### Instruction
Arrange all the material below as a Markdown table with two columns, Number and Entry, giving each nonblank line its own numbered row. Skip blank lines and leave the pictures out.

### Provided records

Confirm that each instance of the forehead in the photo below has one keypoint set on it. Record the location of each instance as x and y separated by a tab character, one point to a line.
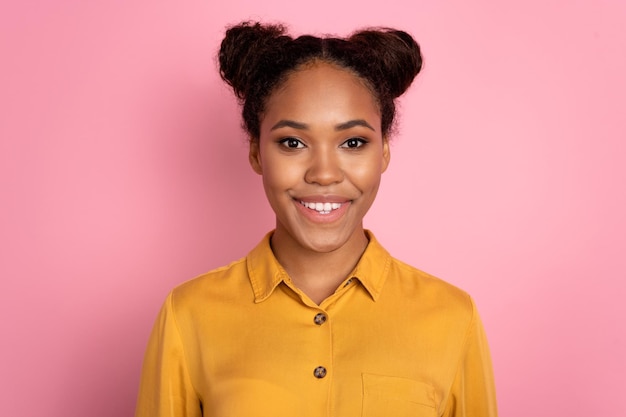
322	92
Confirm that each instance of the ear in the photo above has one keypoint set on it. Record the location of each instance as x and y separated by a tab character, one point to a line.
386	154
254	156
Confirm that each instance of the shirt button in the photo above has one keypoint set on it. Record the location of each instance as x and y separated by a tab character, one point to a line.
319	372
319	318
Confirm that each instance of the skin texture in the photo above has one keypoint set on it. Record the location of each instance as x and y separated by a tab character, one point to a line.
320	141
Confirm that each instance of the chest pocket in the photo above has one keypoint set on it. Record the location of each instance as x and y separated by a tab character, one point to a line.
385	396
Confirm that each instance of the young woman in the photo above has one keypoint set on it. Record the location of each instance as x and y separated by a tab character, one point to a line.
318	319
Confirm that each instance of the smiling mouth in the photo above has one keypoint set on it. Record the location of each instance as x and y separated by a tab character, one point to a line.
322	208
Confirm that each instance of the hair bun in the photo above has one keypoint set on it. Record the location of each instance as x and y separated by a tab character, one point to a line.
397	55
243	48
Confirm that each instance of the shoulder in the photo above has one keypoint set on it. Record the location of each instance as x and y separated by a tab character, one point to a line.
428	290
219	283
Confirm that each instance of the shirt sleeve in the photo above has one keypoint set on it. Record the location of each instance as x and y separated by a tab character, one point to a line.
165	389
473	389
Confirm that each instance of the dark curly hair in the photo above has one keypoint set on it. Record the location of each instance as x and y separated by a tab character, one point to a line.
257	58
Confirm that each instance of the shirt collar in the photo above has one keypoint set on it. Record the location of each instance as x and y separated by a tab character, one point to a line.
266	273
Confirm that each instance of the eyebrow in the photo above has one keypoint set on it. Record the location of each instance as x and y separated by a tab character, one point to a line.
341	126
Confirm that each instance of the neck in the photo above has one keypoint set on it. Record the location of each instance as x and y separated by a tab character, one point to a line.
316	273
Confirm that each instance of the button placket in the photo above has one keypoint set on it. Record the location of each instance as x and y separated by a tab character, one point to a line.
319	372
320	318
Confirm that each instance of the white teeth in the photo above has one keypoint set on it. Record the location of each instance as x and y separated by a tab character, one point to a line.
323	208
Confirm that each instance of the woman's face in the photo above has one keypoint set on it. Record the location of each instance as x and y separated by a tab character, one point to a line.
321	154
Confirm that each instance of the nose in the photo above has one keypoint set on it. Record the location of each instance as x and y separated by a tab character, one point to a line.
324	167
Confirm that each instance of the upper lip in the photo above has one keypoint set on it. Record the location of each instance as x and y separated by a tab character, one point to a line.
323	199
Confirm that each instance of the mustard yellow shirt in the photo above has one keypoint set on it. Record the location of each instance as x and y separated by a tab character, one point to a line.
243	341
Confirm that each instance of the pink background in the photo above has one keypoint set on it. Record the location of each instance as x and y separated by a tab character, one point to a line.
124	172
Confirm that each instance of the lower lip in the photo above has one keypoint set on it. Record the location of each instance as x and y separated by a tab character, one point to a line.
317	217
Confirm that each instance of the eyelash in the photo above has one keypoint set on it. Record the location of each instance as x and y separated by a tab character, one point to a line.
287	142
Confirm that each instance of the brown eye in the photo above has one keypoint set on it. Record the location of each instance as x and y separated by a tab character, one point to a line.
354	143
292	143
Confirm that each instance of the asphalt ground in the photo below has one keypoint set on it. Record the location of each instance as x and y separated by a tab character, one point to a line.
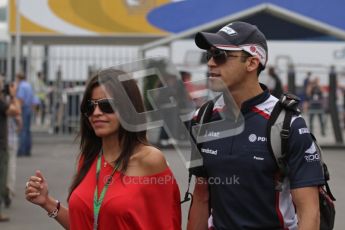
55	156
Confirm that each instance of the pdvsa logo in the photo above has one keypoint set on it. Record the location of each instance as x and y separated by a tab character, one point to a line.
253	138
312	154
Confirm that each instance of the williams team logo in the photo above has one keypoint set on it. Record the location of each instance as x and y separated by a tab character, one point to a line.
253	138
312	154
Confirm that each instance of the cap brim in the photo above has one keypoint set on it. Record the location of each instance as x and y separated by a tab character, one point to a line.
207	40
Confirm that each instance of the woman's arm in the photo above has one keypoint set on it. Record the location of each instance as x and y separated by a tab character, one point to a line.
198	215
37	193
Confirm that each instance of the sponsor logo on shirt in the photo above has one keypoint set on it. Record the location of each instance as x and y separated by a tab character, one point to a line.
258	158
303	131
209	151
253	138
312	154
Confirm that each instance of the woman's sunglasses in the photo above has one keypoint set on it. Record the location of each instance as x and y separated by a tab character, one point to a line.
106	105
220	56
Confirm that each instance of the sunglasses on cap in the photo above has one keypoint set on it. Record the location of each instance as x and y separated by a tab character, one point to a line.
106	105
221	56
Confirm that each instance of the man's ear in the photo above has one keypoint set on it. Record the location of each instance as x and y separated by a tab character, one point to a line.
252	64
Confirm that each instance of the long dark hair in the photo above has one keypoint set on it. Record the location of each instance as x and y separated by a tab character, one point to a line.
90	144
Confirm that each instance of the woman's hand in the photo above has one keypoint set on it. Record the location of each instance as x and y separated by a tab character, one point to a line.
36	190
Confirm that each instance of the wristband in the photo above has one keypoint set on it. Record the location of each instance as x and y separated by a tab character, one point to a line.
55	212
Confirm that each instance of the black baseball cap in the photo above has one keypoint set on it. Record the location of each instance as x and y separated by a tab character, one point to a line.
236	36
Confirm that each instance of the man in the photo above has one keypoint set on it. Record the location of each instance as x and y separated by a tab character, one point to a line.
244	196
6	109
26	96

### Solution to the problem
| Number | Entry |
|---|---|
| 1 | Confirm that each instance of the forehead in the photo below has one keypoint set on it. Record the location of each instance as x and y separated by a tab character, one point to a line. |
| 2 | 322	92 |
| 3 | Confirm that each instance of the ear in the photo above has one keypoint set on it. Record the location of each instance as x and y separated by a tab character, one point to a line. |
| 4 | 386	154 |
| 5 | 254	156 |
| 6 | Confirm that each instance of the shirt button in the photo above has one keypoint set on it. Record the location of each instance as x and y separated by a tab character, one point to a line. |
| 7 | 319	372 |
| 8 | 319	318 |
| 9 | Confirm that each instance of the skin texture in the photo above has one keypoint set on it. Record the location of each instance as x and y separated by a tab character, one point to a line. |
| 10 | 320	141 |
| 11 | Confirm that each instance of the chest pocket in the photo above has one keypoint set on it. Record the location of each instance as x and y separated by a tab character, one point to a line. |
| 12 | 385	396 |
| 13 | Confirm that each instance of the young woman in the photo above has one keypoint set on it. Record the location of each instance as x and y separated by a tab character, one point to a line. |
| 14 | 318	319 |
| 15 | Confirm that each instance of the smiling mouth in the photo above has one keypoint set on it. Record the location of each instance as x and y separated by a tab character, one point to a line. |
| 16 | 322	208 |
| 17 | Confirm that each instance of the hair bun in the photo above has one keypoint set on it. Record the location of each instance as x and y separated by a tab character, one point to a line. |
| 18 | 397	55 |
| 19 | 243	48 |
| 20 | Confirm that each instance of the shoulder in the photo above has one keypoint set on it. Record the location of each instance as x and y separated by a tab character, one point to a line. |
| 21 | 428	290 |
| 22 | 219	283 |
| 23 | Confirm that each instance of the shirt sleeve in the photo above has one keypoint set on it. Record the location of each instance as x and y separated by a tab character, one point to a line. |
| 24 | 165	389 |
| 25 | 473	389 |
| 26 | Confirm that each instance of the dark curly hair in the photo above has one keypoint set on it. Record the location of each instance as x and y separated by a tab character, one point to a line. |
| 27 | 257	58 |
| 28 | Confirm that each instance of the shirt collar in the photo above has one keypoint set on it. Record the location of each instance as x and y separated by a tab character, one point to a line. |
| 29 | 266	273 |
| 30 | Confirm that each instance of the eyebrow in the photo above has one keypoint set on it. Record the location of each instance as x and y separated by a tab character, one point to a line. |
| 31 | 341	126 |
| 32 | Confirm that each instance of the neck in the photo above has one keypoint set on it. Record the location of each instance as x and y separated by a tab character, one point to a line. |
| 33 | 316	273 |
| 34 | Confirm that each instance of the button placket in the photo above has one keypoint set on it. Record the location of each instance as x and y separated by a tab character, one point to a line. |
| 35 | 319	372 |
| 36 | 320	318 |
| 37 | Confirm that each instance of the white teeth in the photo above has one keypoint set on it. Record the location of each instance as x and y separated by a tab character, one point to a line. |
| 38 | 323	208 |
| 39 | Confirm that each instance of the woman's face in the photo above has one keypoint set on it. Record the location of each instance as x and y separated by a tab character, one point to a line. |
| 40 | 321	154 |
| 41 | Confirm that each instance of the nose in the photo above has one keypoint set on it. Record the location of each instance as x and y separated by a tab character, one point to a line. |
| 42 | 324	167 |
| 43 | Confirm that each instance of the upper lip in the photo above has one keypoint set on it. Record the location of each instance as x and y separated by a tab character, one point to a line. |
| 44 | 323	199 |
| 45 | Confirm that each instance of the mustard yellow shirt in the photo above has one keypoint set on it. Record the location of each instance as x and y separated by a tab character, one point to a line. |
| 46 | 243	341 |
| 47 | Confirm that each instance of the pink background in the photo above has one keypoint set on it. Record the location of each instance as x and y separated by a tab character, one point to a line. |
| 48 | 124	172 |
| 49 | Confirm that each instance of the lower lip in the photo above has one keypoint set on it. Record the location of each instance as x and y separated by a tab character, one point to a line. |
| 50 | 317	217 |
| 51 | Confirm that each instance of the eyelash in the photo above has one keypoint set on it. Record the location of each instance as x and y separated by a tab character, one point to a line. |
| 52 | 287	142 |
| 53 | Confirm that each instance of the brown eye in the photo above has one keypoint set on it. Record the location of each instance as x and y separated by a tab character, one point to a line. |
| 54 | 354	143 |
| 55 | 292	143 |
| 56 | Confirm that each instance of the asphalt ground in the photo below has one keypoint set on it. Record the location of each instance as x and y separated by a tab character, one point to a line. |
| 57 | 55	156 |
| 58 | Confirm that each instance of the pdvsa logo in the photo above has one keypoint set on it. Record the location of each instance as x and y separated by a tab character, one point to a line. |
| 59 | 253	138 |
| 60 | 312	154 |
| 61 | Confirm that each instance of the williams team logo in the photo above has one keypoint set on it. Record the location of each instance as x and y separated by a tab character, one point to a line. |
| 62 | 253	138 |
| 63 | 312	154 |
| 64 | Confirm that each instance of the cap brim in the photo above has one keypoint set on it. Record the location of each instance as x and y separated by a tab character, one point to a line. |
| 65 | 207	40 |
| 66 | Confirm that each instance of the woman's arm in the photo above has one keypoint set on it. Record the location of each instance as x and y separated by a tab character, one point to a line. |
| 67 | 198	215 |
| 68 | 37	193 |
| 69 | Confirm that each instance of the sponsor logo on shirt in the photo above has one keypoint set on it. Record the location of each instance as x and y separated by a tab character, one point to a line. |
| 70 | 258	158 |
| 71 | 303	131 |
| 72 | 209	151 |
| 73 | 253	138 |
| 74 | 312	154 |
| 75 | Confirm that each instance of the woman's sunglasses in the photo above has one keypoint set on it. Record the location of each instance as x and y separated by a tab character, one point to a line. |
| 76 | 106	105 |
| 77 | 220	56 |
| 78 | Confirm that each instance of the sunglasses on cap in the photo above has one keypoint set on it. Record the location of each instance as x and y separated by a tab character, one point to a line. |
| 79 | 106	105 |
| 80 | 221	56 |
| 81 | Confirm that each instance of the man's ear in the photo above has one keypoint set on it. Record the location of each instance as x and y separated by a tab character, one point to a line. |
| 82 | 252	64 |
| 83 | Confirm that each instance of the long dark hair in the photo above has one keypoint set on it. Record the location of each instance as x and y separated by a tab character, one point to a line. |
| 84 | 90	144 |
| 85 | Confirm that each instance of the woman's hand in the photo above has one keypoint set on it. Record the location of each instance as x and y separated by a tab character, one point to a line. |
| 86 | 36	190 |
| 87 | Confirm that each instance of the wristband in the photo above has one keypoint set on it. Record the location of each instance as x and y separated by a tab character, one point to a line. |
| 88 | 55	212 |
| 89 | Confirm that each instance of the black baseball cap in the photo above has one keypoint set on it. Record the location of each instance as x and y separated by a tab character, one point to a line. |
| 90 | 236	36 |
| 91 | Confirm that each instance of the man in the photo above has one keypoint set on it. Record the location of each instance as x and y separated by a tab character, one point to a line. |
| 92 | 244	196 |
| 93 | 6	109 |
| 94 | 26	96 |